▸ **EXERCISE**
Return exactly the lines of the entries that start at the line containing "Target = car window" and continue to the last line. Omit the pictures.

(Excerpts from point annotation data)
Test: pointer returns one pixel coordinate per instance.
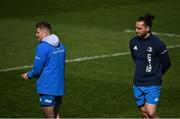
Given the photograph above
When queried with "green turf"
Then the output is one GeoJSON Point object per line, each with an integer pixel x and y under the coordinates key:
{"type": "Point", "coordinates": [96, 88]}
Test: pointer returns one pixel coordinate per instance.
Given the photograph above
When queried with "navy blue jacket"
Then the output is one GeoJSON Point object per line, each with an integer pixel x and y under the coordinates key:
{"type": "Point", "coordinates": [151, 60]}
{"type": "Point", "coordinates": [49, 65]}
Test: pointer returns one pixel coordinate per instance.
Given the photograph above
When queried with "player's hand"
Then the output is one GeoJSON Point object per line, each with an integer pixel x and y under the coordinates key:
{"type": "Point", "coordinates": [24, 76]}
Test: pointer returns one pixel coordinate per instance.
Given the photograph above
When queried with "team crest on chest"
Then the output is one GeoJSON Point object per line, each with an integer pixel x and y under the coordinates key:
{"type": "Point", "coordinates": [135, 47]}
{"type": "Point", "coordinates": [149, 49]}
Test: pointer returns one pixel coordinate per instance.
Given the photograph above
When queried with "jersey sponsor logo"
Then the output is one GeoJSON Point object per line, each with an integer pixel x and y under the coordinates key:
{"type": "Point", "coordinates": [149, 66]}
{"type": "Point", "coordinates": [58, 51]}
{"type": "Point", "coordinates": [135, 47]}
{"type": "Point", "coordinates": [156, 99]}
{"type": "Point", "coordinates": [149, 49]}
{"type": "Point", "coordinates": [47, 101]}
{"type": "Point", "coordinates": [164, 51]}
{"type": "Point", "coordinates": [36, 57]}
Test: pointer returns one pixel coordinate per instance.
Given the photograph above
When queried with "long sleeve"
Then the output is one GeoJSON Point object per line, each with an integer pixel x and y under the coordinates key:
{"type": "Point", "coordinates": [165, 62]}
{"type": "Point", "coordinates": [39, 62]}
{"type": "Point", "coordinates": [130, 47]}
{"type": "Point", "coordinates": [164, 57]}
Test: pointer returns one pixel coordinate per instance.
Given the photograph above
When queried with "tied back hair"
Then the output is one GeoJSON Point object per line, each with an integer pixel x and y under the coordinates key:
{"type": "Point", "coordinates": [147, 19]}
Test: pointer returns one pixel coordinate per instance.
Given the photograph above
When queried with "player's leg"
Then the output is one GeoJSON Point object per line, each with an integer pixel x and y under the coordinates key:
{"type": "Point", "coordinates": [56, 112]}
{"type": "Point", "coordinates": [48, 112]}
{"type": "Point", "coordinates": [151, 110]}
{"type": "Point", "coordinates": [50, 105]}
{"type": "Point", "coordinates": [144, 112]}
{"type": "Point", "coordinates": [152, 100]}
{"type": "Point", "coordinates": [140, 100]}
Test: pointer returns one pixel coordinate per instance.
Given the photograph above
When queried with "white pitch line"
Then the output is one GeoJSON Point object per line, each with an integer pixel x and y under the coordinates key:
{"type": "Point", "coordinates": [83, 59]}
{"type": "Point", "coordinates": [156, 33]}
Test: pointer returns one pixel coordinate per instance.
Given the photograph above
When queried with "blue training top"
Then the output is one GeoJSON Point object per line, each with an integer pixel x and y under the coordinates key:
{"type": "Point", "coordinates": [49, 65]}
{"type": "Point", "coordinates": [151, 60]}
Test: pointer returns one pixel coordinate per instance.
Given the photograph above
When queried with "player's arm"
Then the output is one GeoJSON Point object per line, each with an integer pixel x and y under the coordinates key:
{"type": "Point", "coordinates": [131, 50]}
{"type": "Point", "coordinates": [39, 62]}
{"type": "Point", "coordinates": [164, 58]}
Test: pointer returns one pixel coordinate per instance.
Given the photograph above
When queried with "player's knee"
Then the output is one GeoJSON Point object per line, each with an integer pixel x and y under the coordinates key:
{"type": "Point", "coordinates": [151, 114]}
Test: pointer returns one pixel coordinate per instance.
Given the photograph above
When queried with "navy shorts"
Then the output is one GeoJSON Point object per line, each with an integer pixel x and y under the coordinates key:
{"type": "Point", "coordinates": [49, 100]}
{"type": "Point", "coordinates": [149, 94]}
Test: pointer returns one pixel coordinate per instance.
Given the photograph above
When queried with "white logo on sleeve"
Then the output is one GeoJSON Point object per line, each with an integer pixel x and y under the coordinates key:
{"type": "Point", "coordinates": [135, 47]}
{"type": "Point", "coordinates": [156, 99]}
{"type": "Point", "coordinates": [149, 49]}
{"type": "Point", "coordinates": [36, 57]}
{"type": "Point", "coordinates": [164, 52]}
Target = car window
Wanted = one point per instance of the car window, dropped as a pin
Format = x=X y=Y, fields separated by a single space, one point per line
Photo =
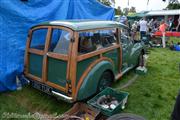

▸ **TASK SOLUTION**
Target = car window
Wanted = one point per instance of the car window, dropped as a pin
Format = x=X y=Y, fields separated by a single space, one point per line
Photo =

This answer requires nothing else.